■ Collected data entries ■
# # # # #

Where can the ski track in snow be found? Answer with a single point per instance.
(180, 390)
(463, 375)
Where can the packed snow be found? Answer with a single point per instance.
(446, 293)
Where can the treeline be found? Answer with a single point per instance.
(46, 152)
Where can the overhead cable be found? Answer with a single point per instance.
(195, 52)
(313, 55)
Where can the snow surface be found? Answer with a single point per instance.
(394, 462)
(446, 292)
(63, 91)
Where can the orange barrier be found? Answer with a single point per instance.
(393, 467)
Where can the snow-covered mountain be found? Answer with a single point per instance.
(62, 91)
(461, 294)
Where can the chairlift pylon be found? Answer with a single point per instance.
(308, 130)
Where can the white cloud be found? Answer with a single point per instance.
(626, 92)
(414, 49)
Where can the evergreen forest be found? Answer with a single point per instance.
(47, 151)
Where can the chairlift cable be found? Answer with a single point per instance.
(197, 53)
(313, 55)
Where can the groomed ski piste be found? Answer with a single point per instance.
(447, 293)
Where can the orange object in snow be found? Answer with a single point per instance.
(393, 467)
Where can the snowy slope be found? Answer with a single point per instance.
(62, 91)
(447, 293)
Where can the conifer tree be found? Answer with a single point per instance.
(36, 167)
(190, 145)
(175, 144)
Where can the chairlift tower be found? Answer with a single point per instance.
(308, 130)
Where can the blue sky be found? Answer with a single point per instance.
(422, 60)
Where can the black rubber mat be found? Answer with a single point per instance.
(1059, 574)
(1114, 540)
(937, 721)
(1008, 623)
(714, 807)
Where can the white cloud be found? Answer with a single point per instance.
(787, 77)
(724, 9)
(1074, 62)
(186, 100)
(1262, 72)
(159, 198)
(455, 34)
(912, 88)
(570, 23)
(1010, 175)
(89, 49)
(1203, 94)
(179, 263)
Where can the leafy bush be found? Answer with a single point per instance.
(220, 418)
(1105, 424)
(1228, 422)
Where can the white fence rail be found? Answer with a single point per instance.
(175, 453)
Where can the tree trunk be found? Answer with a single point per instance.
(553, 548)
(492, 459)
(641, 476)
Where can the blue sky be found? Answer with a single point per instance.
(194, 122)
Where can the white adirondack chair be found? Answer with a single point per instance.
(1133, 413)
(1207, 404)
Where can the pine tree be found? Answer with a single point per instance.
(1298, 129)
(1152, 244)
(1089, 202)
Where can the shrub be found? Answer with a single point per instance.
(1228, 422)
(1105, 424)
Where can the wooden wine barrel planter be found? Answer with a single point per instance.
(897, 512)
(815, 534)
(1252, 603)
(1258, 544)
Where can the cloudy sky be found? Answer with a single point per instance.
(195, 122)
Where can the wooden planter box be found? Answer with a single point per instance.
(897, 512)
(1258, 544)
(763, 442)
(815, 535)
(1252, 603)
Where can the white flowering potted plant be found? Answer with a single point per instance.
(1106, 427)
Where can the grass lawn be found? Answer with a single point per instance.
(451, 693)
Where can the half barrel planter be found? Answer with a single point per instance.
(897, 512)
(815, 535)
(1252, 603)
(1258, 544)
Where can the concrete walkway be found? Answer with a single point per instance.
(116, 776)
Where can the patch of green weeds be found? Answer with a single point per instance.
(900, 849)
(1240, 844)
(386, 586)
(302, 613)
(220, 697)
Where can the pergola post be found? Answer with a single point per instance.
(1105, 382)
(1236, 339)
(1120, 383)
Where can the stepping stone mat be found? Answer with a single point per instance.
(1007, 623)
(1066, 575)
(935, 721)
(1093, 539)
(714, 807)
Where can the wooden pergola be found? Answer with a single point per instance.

# # # # #

■ Your instructions ■
Copy out all of the data exactly, leaving nothing out.

■ Written answer ■
Where can the ski track in snow be found? Answer with a single point per instance.
(180, 390)
(463, 375)
Where can the packed snow be found? Answer with a single point per instance.
(446, 293)
Where can the treeline be found? Answer with a single point per instance.
(46, 152)
Where can the overhead cable be found? Answer with a single point per instance.
(195, 52)
(313, 55)
Where can the snow surface be found? Answer with a single point per instance.
(394, 462)
(446, 292)
(63, 91)
Where can the orange barrier be found? Answer with a single point per instance.
(393, 467)
Where can the snow-covered mountain be found? Answer with a single point per instance.
(62, 91)
(461, 294)
Where can the chairlift pylon be found? Answer with a single point per instance.
(308, 130)
Where can the white cloud be found? Answer with a single point per instance.
(626, 92)
(414, 49)
Where can the evergreen forest be found? Answer with a single point per instance.
(47, 151)
Where can the chairlift cable be found? Answer with a single point per instance.
(197, 53)
(313, 55)
Where can the groomed ski piste be found? Answer with a single point per instance.
(447, 293)
Where can the orange object in snow be found? Answer with a single point per instance.
(393, 467)
Where can the snowy slope be found? Answer with a single point per instance.
(62, 91)
(447, 293)
Where can the conifer tree be found? Answer with a single point per instance.
(36, 167)
(190, 145)
(175, 144)
Where can the chairlift tower be found? Answer with a single point per instance.
(308, 130)
Where can the blue sky be found? Answer with a single point per instance.
(422, 60)
Where can the black rubber mat be found? Answer with a single point per instance.
(1059, 574)
(1114, 540)
(937, 721)
(1008, 623)
(714, 807)
Where can the white cloud be found? Answer with a single point per instance.
(787, 77)
(724, 9)
(1074, 62)
(186, 100)
(1262, 72)
(159, 198)
(455, 34)
(912, 88)
(570, 23)
(1010, 175)
(89, 49)
(1203, 94)
(179, 263)
Where can the leafy bush be found? Answer with a single point per instance.
(220, 418)
(1105, 424)
(1228, 422)
Where can the white fence rail be found? Answer with a single point per instance.
(175, 453)
Where can the tree trunk be found? Answer with a single point per instance.
(553, 548)
(492, 459)
(641, 476)
Where can the blue sky be found? Answer with a single point per instance.
(194, 122)
Where can the white adirondack chair be found? Answer with a single point per instance.
(1133, 413)
(1207, 404)
Where can the pine tree be found? Answer with a single point per instance.
(1298, 129)
(1152, 244)
(1089, 202)
Where can the shrub be found? Answer with a single point per instance.
(1228, 422)
(1105, 424)
Where can the wooden wine barrel planter be found? Answer with a single point per instance.
(897, 512)
(815, 534)
(1252, 603)
(1258, 544)
Where can the cloudy sky be found? Answer with a single point per instance.
(195, 122)
Where can the wooden planter box be found? Answer with a single point per instance.
(897, 512)
(1258, 544)
(763, 442)
(815, 535)
(1252, 603)
Where can the white flowering potted plant be found? Answer with a single point per instance.
(1106, 427)
Where can the grass lawn be found? Answer with a single point per instance.
(451, 693)
Where can the half barrel planter be found? Answer with a single point per instance.
(897, 512)
(815, 535)
(1252, 603)
(1258, 544)
Where can the concrete walkway be found? Answer with a single point per instance.
(116, 776)
Where can the patch of green weeds be found? Answer with a single point per instance.
(900, 849)
(1240, 844)
(386, 586)
(302, 613)
(220, 697)
Where can the pergola post be found? Answer with a single point per instance.
(1105, 382)
(1236, 339)
(1120, 383)
Where can the stepping stone mat be found? Answer with a single point per instance.
(1007, 623)
(1066, 575)
(935, 721)
(1093, 539)
(714, 807)
Where can the wooden pergola be found? Answer with a single point per instance.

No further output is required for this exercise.